**Exercise**
Omit all pictures, then retype the data exactly as given.
--- Data extract ---
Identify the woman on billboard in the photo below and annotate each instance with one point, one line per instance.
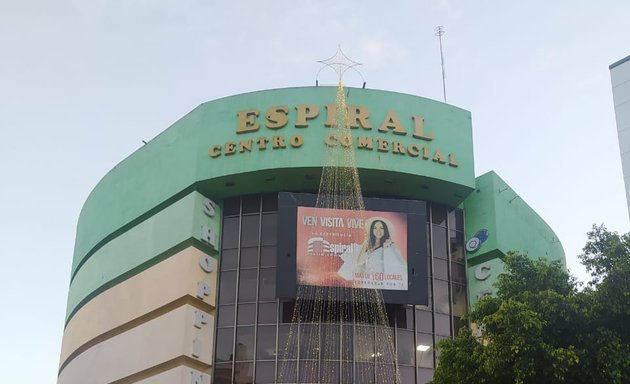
(378, 263)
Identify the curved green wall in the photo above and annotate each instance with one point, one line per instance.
(177, 161)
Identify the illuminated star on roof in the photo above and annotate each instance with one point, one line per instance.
(339, 63)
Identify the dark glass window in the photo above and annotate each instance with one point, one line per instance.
(249, 257)
(230, 233)
(424, 350)
(329, 371)
(457, 246)
(269, 234)
(250, 226)
(251, 204)
(268, 256)
(231, 207)
(244, 373)
(459, 300)
(225, 341)
(424, 375)
(330, 333)
(227, 288)
(226, 315)
(287, 372)
(407, 375)
(458, 271)
(246, 314)
(440, 269)
(247, 285)
(267, 313)
(244, 344)
(438, 215)
(424, 321)
(265, 372)
(270, 202)
(266, 344)
(229, 259)
(442, 325)
(267, 284)
(440, 246)
(405, 347)
(287, 347)
(440, 291)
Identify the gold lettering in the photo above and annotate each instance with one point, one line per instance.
(331, 111)
(452, 161)
(425, 152)
(382, 145)
(278, 142)
(215, 151)
(392, 121)
(359, 116)
(438, 157)
(346, 141)
(364, 142)
(330, 140)
(277, 117)
(398, 147)
(296, 141)
(418, 129)
(262, 143)
(230, 148)
(305, 112)
(413, 150)
(247, 121)
(245, 145)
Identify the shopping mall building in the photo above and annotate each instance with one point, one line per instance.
(185, 255)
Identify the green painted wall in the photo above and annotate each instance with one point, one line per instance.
(177, 161)
(156, 237)
(512, 226)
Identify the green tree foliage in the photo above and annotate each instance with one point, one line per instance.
(540, 328)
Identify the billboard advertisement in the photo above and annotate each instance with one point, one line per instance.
(383, 247)
(353, 249)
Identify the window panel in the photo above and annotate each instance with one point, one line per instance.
(225, 342)
(244, 344)
(225, 315)
(265, 372)
(246, 314)
(424, 321)
(424, 350)
(442, 325)
(269, 229)
(267, 284)
(268, 256)
(249, 257)
(440, 246)
(227, 287)
(405, 347)
(230, 233)
(251, 204)
(250, 226)
(267, 313)
(229, 259)
(266, 344)
(247, 285)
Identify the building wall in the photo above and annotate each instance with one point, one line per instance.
(153, 248)
(620, 77)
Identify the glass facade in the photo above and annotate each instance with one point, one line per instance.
(253, 326)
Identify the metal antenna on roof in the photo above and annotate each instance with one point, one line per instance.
(439, 32)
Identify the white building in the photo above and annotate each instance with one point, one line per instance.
(620, 77)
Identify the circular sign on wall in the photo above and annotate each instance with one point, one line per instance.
(474, 243)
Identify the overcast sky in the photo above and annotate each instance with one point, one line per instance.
(82, 83)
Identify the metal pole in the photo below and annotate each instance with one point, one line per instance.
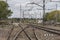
(56, 13)
(43, 10)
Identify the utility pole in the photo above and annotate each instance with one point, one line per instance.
(56, 13)
(20, 12)
(43, 11)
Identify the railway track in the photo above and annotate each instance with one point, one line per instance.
(53, 31)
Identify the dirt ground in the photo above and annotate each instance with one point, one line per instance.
(40, 34)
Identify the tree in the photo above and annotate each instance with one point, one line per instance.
(53, 15)
(4, 11)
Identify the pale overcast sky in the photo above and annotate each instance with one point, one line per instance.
(15, 7)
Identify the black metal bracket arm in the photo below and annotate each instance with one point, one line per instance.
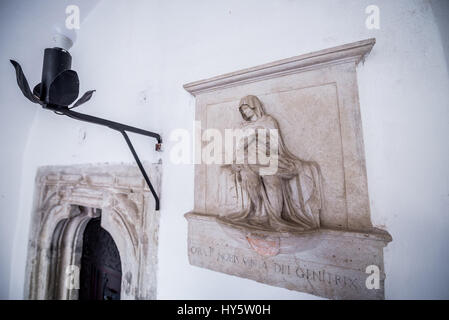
(122, 128)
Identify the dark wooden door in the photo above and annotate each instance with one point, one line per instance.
(101, 271)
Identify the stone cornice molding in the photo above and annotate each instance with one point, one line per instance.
(352, 52)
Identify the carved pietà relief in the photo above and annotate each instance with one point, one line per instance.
(301, 221)
(289, 198)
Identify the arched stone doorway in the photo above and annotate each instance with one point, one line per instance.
(66, 199)
(101, 269)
---
**Task output**
Identify the woman on billboard in the photo below and annotate each instance with one point, one line per instance.
(378, 263)
Identify the curved green wall in the photo above and annotate each instance with one point, one line per instance.
(177, 161)
Identify the illuminated star on roof in the photo above and annotate each instance with one point, one line per instance.
(339, 63)
Identify the dark glass window in the photo above and annotate each instance with one point, one line per instance.
(249, 257)
(230, 233)
(424, 350)
(329, 371)
(457, 246)
(269, 234)
(250, 226)
(251, 204)
(268, 256)
(231, 207)
(244, 373)
(459, 300)
(225, 341)
(424, 375)
(330, 333)
(227, 288)
(226, 315)
(287, 372)
(407, 375)
(458, 271)
(246, 314)
(440, 269)
(247, 285)
(267, 313)
(244, 344)
(438, 215)
(424, 321)
(265, 372)
(270, 202)
(266, 344)
(229, 259)
(442, 325)
(267, 284)
(440, 246)
(405, 347)
(287, 347)
(440, 291)
Identify the gold lettering in the photo above and annotate each instance with one point, one line per instance.
(331, 111)
(452, 161)
(425, 152)
(382, 145)
(278, 142)
(215, 151)
(392, 121)
(359, 116)
(438, 157)
(346, 141)
(364, 142)
(330, 140)
(277, 117)
(398, 147)
(296, 141)
(418, 129)
(262, 143)
(230, 148)
(305, 112)
(413, 150)
(247, 121)
(245, 145)
Identify the shopping mall building in the photo above and annotate each instance with one point, one line per instance.
(185, 255)
Identify the green painted wall in the photo above and annotate each instance with one point, one line per instance.
(177, 161)
(156, 237)
(512, 226)
Identify the green tree foliage in the photo above and annotate each instance with one point, one line per instance.
(540, 328)
Identify the billboard advertisement in the photo above and annotate each instance with one point, one line per instance.
(383, 247)
(353, 249)
Identify the window panel in the photo above and annotate each instance with one point, one line per instance.
(225, 342)
(244, 344)
(225, 315)
(265, 372)
(246, 314)
(424, 321)
(424, 350)
(442, 325)
(269, 229)
(267, 284)
(268, 256)
(249, 257)
(440, 246)
(227, 287)
(405, 347)
(230, 233)
(251, 204)
(250, 226)
(267, 313)
(229, 259)
(266, 344)
(247, 285)
Identify the building wall in the photo above and annotate each instance with one point, one line per instance.
(153, 248)
(620, 77)
Identify the glass facade in the photo above and annotate each instance with one point, one line per instance.
(253, 326)
Identify the metal antenna on roof in the photo above and annotate each instance with one point, one line per instance.
(439, 32)
Identify the white building in the photo above and annotate each instance with one point, one line per instance.
(620, 77)
Identify the circular sign on wall in the photo above and annotate each instance with one point, one line per instance.
(474, 243)
Identify the overcast sky in the photo above and annotate each instance with one point, one line per instance.
(82, 83)
Identify the metal pole in the photo below and annotate each instance with one point, one line per instance.
(56, 13)
(43, 10)
Identify the utility pole in the photo above and annotate each instance with one point, one line per instance.
(56, 13)
(20, 12)
(43, 11)
Identify the railway track in the photo above and annotate each instance with one point, one line per instance.
(53, 31)
Identify the dirt ground in the photo above and annotate each instance with one point, one line per instance.
(40, 34)
Identify the tree in the photo above and annotate each instance with one point, one line per instance.
(53, 15)
(4, 11)
Identify the pale overcast sky in the photo above and annotate each instance with one point, one line per instance.
(15, 7)
Identify the black metal bracket arm in the photo below and annotate each instance with one point, one line per instance.
(122, 128)
Identify the dark wooden door in the photo above and annotate each instance with one point, one line per instance.
(101, 271)
Identify the stone cornice molding in the photo above and annotate each instance with one point, one line per instance.
(352, 52)
Identify the carved pietà relief in the photo above and annotate each instance with one point, one line per instance.
(301, 221)
(289, 198)
Identify the arched stone doorway in the photo above and annotate each instance with one point, one line per instance.
(66, 199)
(101, 269)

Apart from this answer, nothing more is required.